Escultor retribui ajuda com criações na areia do Furadouro
Há cerca de cinco anos, Jacob deixou a vida que tinha para trás para percorrer a costa portuguesa a criar grandes esculturas em areia, das quais não guarda mais do que memórias.
“Tinha fotografias no telemóvel, mas tive de o vender, em Coimbra, para arranjar algum dinheiro”, contou-nos ele. A efemeridade das matérias-primas com que trabalha tornou-se uma lição para a vida. “Nunca sei bem onde vou estar amanhã, nem o que o que vou construir”.
Chegou à praia vareira na semana passada e, sem conhecer ninguém, ficou ao relento nas primeiras noites, até que a solidariedade das gentes locais o instalou no Alojamento Furabeach, onde tem estado gratuitamente.
Chama-se Jacob Gonzalez, é galego da cidade de Lugo e tem 27 anos. Tem chamado a atenção pelas suas construções na areia e, no dia em que falamos com ele, construiu um grande peixe na réstia de areal que ainda se aguenta na zona central da praia. “Prefiro construir grandes castelos, construções na vertical, mas esta areia não permite, pois não é suficientemente fina”, explica, “é muito diferente das outras praias da região”. Explicamos-lhe que isso acontece por se tratar de areia retirada da zona de rebentação para compor a área balnear.

Dados armazenados:

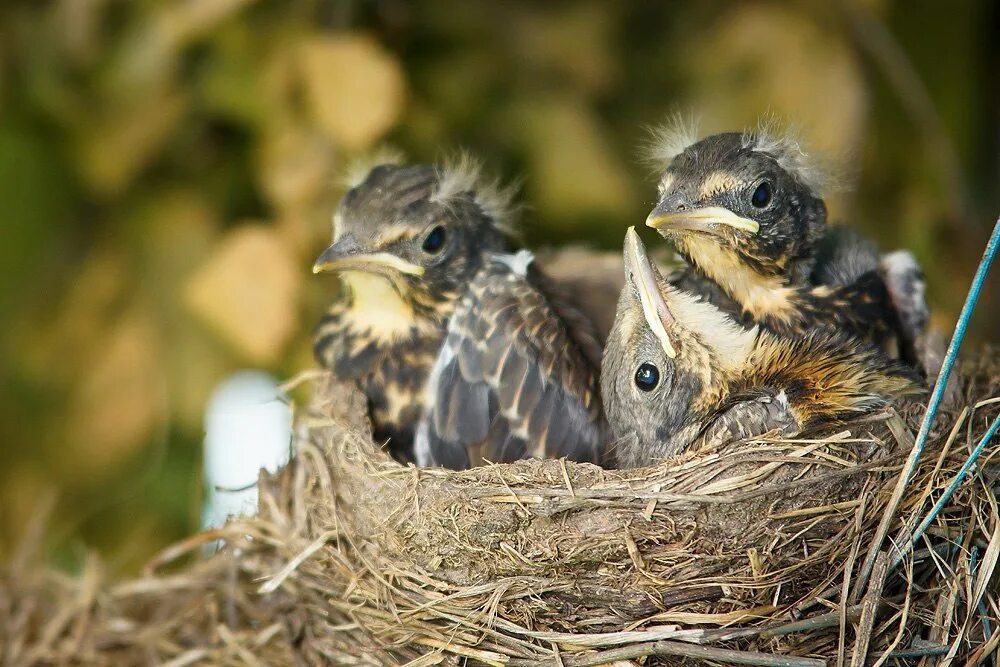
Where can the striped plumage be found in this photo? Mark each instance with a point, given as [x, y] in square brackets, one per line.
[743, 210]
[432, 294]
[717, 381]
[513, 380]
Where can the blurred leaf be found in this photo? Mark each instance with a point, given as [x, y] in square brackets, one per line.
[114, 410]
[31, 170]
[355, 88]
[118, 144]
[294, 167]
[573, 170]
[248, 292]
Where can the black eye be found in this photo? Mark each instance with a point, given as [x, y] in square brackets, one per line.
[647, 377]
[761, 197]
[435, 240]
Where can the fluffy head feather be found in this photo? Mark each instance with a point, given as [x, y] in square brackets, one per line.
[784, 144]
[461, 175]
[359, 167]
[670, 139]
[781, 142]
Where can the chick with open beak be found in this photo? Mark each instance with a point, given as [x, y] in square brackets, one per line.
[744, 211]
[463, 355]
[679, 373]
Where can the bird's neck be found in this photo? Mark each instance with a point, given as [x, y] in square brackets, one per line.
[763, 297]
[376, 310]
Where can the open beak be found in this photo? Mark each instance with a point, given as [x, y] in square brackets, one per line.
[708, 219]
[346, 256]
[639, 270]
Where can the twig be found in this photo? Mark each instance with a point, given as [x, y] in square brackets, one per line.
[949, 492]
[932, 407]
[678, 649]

---

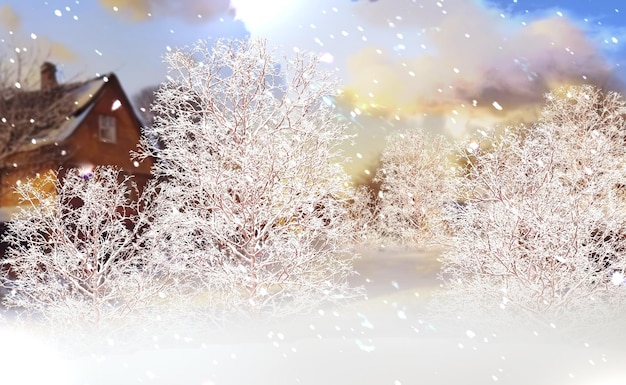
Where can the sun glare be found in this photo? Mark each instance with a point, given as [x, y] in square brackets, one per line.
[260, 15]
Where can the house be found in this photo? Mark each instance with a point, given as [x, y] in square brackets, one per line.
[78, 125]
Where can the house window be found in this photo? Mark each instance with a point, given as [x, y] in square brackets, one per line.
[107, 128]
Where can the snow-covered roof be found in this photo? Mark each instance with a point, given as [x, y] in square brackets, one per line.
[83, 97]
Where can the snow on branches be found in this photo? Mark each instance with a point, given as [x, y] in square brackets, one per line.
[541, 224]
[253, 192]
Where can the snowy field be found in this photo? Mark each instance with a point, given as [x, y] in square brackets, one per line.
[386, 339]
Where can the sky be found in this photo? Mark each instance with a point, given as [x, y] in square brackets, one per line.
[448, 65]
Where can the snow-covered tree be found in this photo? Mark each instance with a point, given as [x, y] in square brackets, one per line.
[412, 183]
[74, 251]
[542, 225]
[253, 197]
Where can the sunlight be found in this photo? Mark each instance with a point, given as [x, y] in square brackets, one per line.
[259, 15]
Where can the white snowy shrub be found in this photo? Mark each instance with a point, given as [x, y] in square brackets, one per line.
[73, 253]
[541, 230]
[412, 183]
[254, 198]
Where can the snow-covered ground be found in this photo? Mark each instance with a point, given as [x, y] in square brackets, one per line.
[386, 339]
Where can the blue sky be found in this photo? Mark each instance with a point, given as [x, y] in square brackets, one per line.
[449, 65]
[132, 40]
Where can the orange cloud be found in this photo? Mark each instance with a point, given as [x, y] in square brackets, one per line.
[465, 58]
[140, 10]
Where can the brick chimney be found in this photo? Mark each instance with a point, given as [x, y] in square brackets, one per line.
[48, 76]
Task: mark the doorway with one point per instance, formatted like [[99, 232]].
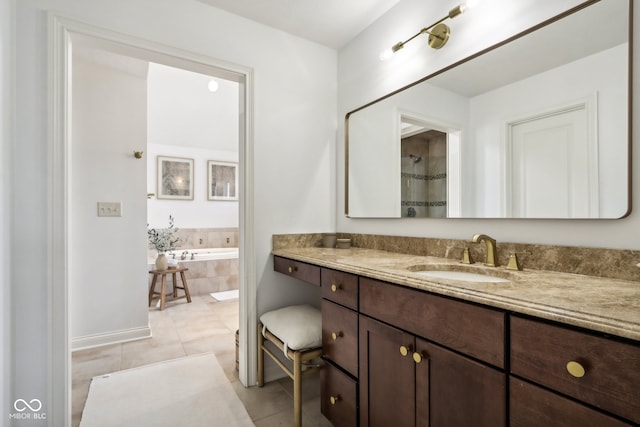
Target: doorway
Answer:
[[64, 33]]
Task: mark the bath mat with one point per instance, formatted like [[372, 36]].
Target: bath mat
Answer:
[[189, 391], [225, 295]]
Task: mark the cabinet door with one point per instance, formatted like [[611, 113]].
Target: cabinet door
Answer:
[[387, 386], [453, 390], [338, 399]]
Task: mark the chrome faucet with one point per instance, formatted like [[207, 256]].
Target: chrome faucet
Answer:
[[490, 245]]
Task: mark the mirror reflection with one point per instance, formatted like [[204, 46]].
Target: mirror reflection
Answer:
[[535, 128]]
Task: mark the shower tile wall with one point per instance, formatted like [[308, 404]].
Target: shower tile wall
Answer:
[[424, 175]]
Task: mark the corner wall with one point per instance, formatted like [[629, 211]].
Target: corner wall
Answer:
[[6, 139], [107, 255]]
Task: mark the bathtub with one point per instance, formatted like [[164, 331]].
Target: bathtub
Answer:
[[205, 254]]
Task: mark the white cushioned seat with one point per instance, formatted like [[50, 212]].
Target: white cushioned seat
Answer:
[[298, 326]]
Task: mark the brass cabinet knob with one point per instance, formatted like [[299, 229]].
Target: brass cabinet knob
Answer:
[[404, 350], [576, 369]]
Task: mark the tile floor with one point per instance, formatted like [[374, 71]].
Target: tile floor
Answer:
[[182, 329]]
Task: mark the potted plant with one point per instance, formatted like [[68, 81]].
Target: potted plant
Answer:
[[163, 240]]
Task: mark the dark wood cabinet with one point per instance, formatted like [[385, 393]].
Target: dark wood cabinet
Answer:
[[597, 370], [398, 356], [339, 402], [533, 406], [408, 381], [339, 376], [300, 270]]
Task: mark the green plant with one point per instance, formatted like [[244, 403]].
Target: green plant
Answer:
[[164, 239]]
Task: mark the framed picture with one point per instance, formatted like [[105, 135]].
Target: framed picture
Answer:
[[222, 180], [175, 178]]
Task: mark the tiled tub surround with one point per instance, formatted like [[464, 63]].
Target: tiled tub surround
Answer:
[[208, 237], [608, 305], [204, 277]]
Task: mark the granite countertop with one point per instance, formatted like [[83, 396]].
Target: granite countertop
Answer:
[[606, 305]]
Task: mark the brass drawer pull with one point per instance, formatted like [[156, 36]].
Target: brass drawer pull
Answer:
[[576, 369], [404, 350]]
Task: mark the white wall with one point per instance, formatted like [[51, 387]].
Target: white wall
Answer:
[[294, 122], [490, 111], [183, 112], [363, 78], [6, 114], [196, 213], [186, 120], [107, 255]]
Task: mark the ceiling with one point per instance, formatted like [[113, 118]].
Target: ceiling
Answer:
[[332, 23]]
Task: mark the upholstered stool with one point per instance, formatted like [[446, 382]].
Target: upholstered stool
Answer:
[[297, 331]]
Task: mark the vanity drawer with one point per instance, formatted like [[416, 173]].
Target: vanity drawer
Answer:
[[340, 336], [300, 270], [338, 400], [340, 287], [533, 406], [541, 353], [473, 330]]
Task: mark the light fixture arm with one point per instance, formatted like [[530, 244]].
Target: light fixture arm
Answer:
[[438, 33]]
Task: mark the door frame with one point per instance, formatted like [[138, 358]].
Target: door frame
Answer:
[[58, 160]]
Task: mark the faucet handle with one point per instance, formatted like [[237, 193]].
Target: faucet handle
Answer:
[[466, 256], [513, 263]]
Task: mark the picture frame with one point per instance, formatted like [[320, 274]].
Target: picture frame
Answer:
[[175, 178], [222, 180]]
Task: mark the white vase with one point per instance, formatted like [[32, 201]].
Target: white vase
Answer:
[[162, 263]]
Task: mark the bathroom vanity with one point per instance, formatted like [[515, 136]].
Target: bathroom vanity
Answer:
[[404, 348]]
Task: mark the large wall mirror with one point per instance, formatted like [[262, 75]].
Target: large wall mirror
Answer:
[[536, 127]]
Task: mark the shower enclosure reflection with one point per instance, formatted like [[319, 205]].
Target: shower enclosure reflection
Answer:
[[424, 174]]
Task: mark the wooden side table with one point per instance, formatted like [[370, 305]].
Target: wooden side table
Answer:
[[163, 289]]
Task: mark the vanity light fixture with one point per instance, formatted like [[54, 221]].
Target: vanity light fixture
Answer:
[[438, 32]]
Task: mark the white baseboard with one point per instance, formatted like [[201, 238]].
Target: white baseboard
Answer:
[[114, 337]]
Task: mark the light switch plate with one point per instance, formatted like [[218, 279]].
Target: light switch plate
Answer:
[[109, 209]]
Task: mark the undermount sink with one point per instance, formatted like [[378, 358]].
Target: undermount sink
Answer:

A tua tarefa: Dá continuidade à notícia sobre o escultor de areia no Furadouro, começando logo após a última frase apresentada.

Resposta:
“Aprendi esta arte nas ilhas Canárias, passei por Cádiz, e tenho andado por várias praias até chegar a Portugal”. Fez muitas coisas, nas Canárias trabalhou num hotel, foi pintor, trabalhou nas obras. “Conheci um amigo que trabalhava com construções na areia e vi que também dava um jeito e comecei”. “Depois conheci mais gente de várias nacionalidades e fui aprendendo a ganhando gosto, porque as pessoas tratam-te bem quando vêem as coisas que fazes com a areia”. O pai também usava as mãos para talhar a pedra, tinha muito jeito “e eu se calhar fui buscar um bocado dessa vocação. Talvez”.
A última vez que trabalhou em areia foi na praia da Nazaré, mas a pandemia e o fecho das zonas ribeirinhas obrigaram-no a rumar a outras paragens. “Normalmente, consigo ganhar algum dinheiro com as minhas construções, porque quem passa admira-se e deixa sempre algum, mas ultimamente com a pandemia ficou dificil”. “Aqui também aparece a polícia mas não fazem mal. Eu entendo”, declara.
Tinha acabado de construir um grande peixe de areia. “Já fiz de tudo um pouco, até desenhos animados, as crianças gostam e estou a experimentar coisas novas”. E promete: “Para a Semana Santa, se ainda aqui estiver, vou fazer motivos religiosos, um cristo crucificado muito bonito”.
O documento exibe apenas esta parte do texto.